[START OF Input for this task]

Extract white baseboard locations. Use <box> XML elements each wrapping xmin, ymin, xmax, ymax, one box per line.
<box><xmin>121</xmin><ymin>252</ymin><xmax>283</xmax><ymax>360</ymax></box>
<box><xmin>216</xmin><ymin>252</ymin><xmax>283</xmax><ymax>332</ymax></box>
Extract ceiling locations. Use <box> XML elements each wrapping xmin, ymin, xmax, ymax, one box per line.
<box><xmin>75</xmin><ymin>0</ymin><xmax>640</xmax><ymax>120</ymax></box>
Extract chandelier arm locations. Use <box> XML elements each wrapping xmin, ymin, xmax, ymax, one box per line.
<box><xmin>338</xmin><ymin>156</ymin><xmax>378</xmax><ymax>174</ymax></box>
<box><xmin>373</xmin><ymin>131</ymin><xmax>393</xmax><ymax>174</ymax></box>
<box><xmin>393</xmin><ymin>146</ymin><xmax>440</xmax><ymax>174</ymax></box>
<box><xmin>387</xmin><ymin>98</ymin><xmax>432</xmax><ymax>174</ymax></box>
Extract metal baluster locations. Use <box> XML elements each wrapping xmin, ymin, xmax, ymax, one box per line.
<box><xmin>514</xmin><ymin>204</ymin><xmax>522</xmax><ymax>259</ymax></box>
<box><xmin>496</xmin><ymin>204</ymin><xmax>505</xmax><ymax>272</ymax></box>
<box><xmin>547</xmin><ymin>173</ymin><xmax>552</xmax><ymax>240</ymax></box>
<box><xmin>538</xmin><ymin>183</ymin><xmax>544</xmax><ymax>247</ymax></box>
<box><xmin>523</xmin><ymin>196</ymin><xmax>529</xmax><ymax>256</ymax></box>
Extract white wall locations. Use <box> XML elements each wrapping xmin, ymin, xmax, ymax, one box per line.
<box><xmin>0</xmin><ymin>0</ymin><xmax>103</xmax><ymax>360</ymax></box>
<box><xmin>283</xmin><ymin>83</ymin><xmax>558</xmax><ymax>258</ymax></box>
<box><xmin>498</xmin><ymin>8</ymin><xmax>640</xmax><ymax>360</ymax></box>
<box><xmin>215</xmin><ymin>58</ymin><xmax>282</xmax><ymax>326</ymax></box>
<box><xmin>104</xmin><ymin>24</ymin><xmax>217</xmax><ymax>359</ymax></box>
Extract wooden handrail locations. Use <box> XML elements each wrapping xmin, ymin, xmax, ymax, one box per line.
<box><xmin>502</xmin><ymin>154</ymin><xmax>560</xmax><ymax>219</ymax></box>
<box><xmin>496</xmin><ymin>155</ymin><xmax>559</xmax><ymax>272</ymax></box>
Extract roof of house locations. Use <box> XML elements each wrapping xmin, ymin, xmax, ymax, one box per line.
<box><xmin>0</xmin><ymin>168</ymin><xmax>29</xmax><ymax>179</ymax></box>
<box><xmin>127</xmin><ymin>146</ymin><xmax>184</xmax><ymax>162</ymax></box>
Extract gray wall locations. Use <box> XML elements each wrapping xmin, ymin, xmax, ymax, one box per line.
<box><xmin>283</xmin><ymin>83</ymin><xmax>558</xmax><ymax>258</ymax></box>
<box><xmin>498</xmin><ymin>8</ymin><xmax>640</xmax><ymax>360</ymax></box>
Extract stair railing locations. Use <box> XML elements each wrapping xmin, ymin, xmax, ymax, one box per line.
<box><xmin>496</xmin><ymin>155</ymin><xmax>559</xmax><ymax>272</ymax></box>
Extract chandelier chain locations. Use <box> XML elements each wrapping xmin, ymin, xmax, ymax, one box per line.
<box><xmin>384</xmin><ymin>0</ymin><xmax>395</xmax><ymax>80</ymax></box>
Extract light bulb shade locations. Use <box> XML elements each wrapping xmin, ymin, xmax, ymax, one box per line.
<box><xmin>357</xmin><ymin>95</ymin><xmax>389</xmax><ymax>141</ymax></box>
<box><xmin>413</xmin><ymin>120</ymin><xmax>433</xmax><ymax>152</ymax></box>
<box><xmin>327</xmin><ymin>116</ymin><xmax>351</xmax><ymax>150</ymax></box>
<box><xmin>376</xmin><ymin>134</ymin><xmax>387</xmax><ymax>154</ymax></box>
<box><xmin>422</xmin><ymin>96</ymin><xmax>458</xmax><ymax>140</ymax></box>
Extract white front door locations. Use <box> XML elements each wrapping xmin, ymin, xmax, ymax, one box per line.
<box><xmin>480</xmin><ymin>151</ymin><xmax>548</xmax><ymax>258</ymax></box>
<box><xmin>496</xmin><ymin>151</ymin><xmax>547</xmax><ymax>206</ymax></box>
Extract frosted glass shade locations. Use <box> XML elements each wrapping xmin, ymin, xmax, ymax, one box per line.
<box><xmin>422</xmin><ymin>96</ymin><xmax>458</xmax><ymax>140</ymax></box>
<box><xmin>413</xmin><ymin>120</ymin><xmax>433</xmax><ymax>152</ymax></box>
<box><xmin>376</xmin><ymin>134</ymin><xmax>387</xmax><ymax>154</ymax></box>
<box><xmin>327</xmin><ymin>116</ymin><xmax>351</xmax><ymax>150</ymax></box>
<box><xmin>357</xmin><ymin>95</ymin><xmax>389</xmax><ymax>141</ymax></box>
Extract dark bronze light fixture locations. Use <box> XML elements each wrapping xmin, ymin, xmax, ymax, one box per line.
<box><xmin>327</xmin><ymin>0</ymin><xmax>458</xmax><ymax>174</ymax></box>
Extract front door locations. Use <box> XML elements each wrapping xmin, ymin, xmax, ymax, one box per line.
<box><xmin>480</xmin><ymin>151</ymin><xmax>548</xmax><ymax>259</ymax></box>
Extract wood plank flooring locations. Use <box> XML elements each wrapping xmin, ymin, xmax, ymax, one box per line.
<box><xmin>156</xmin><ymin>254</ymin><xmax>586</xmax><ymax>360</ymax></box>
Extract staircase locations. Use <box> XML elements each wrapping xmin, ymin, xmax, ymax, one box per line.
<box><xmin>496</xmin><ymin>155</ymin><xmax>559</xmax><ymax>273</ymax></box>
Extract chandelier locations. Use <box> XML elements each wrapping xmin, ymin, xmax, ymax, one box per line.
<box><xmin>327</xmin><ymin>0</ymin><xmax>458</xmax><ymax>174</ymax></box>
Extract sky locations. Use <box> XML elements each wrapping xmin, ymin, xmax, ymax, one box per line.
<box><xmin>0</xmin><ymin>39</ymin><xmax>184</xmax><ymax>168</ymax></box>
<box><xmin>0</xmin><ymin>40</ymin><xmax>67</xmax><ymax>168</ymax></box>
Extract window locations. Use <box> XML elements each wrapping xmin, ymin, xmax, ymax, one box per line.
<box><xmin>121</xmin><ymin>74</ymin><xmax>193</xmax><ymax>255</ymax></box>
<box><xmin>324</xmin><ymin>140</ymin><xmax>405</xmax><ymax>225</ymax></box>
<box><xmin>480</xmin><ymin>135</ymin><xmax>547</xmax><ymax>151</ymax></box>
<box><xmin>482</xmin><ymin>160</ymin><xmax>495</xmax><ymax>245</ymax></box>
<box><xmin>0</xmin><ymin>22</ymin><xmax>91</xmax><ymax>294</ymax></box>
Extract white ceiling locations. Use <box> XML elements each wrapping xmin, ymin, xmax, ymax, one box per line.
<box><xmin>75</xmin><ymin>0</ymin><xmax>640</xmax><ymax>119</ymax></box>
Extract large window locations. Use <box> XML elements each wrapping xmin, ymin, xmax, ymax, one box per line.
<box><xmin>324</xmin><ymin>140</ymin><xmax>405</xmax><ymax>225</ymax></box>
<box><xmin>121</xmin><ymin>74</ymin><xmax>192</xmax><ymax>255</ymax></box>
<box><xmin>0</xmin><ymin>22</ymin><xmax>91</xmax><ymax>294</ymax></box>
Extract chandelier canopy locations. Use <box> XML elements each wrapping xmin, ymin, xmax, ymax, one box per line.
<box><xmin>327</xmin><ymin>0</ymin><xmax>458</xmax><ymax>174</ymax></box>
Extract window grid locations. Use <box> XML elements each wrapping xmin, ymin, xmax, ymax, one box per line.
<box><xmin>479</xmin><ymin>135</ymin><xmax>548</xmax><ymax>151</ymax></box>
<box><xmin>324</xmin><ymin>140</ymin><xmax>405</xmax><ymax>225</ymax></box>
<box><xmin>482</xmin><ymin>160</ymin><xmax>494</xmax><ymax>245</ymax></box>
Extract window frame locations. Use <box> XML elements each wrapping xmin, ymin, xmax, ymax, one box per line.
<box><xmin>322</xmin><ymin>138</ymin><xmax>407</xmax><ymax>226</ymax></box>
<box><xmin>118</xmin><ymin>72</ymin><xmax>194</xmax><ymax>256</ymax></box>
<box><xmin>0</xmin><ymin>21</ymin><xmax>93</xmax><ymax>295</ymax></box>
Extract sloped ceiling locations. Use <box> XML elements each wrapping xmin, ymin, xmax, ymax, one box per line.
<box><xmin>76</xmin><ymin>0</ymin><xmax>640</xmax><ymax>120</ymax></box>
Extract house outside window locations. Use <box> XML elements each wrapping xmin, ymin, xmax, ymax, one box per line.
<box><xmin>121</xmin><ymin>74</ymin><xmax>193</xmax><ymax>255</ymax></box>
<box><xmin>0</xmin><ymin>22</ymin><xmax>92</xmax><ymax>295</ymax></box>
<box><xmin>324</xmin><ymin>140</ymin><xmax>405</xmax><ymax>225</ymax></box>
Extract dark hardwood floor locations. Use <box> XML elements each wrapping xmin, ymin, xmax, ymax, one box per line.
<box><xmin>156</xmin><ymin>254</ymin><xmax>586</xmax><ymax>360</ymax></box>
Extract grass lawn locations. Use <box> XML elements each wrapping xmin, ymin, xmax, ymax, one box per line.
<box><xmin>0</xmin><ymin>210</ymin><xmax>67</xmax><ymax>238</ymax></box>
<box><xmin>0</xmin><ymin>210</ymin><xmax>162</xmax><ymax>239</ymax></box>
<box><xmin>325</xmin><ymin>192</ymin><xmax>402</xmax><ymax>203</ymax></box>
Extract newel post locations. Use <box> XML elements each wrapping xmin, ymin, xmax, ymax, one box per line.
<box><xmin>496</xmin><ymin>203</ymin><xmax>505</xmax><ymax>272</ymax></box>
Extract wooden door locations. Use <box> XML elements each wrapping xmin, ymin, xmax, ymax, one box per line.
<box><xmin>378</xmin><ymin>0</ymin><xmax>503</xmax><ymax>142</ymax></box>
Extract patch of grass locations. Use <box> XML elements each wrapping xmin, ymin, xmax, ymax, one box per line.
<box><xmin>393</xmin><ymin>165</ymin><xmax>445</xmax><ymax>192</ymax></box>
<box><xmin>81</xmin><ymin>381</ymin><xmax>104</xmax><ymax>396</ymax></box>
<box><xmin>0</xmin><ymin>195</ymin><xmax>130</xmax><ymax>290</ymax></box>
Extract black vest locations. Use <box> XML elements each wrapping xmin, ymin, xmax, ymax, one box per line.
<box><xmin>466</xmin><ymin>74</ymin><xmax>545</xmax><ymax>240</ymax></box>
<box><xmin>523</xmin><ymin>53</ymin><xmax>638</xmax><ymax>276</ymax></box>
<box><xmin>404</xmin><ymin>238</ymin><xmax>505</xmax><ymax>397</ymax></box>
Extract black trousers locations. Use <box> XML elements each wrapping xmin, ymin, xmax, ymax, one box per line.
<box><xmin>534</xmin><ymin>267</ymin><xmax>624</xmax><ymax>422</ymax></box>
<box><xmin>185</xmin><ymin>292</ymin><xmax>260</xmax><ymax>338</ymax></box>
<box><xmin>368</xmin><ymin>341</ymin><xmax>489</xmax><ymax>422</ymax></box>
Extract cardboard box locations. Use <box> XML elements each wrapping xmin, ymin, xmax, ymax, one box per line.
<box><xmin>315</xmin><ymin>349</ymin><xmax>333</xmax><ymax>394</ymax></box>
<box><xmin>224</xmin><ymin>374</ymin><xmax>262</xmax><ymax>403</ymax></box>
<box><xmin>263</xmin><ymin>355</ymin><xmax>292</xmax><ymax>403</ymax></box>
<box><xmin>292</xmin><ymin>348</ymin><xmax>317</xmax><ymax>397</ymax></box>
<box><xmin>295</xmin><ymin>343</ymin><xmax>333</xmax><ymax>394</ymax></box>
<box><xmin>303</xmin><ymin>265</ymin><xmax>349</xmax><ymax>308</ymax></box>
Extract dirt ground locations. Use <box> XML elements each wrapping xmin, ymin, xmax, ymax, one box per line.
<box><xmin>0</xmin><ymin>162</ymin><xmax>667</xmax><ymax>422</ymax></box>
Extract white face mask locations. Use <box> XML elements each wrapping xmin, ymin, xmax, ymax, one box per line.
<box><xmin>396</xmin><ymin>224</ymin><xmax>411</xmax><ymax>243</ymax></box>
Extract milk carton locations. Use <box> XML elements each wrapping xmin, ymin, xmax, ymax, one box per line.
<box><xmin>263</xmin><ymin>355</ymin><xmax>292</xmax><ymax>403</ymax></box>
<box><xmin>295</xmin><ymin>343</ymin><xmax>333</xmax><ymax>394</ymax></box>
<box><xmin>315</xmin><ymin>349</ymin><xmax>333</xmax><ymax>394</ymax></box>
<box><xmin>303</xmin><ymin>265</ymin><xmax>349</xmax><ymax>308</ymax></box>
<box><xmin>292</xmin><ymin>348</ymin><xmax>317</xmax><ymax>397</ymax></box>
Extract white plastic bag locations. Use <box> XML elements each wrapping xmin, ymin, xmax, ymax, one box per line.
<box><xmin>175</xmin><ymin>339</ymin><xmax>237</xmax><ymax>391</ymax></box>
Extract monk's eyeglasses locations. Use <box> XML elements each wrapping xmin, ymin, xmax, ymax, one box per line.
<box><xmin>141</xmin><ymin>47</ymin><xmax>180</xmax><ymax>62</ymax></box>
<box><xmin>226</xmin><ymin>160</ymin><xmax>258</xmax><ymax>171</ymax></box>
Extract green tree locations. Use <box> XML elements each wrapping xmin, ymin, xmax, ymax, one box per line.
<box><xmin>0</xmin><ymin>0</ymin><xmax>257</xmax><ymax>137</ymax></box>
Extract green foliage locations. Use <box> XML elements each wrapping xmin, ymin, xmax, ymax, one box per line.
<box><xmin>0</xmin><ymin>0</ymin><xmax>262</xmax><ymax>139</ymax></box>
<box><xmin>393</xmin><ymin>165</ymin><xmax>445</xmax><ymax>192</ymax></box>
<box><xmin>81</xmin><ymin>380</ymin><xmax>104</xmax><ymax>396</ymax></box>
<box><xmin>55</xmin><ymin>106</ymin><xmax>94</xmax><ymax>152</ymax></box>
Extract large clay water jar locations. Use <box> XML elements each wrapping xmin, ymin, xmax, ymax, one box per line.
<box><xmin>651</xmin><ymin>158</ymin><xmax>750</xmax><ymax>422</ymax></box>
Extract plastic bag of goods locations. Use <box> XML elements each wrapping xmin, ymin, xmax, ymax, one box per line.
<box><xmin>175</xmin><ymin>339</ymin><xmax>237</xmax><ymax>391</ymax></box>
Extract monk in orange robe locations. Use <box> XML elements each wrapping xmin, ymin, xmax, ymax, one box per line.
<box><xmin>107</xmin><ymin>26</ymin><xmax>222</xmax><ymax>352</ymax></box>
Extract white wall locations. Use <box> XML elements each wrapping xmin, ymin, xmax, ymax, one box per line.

[END OF Input for this task]

Aim of the task →
Count the lines in the listing above that contain the word "shade", treating case as significant.

Solution to this problem →
2